• **THE PROBLEM**: Leave no line out; reproduce the listing exactly.

+ + + +

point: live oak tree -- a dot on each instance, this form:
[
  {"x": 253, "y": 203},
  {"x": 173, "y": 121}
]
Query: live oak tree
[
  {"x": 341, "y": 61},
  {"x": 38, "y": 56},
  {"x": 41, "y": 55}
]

+ + + +

• **RESPONSE**:
point: live oak tree -- a dot on each instance, this form:
[
  {"x": 253, "y": 203},
  {"x": 173, "y": 121}
]
Query: live oak tree
[
  {"x": 341, "y": 61},
  {"x": 38, "y": 56},
  {"x": 41, "y": 55}
]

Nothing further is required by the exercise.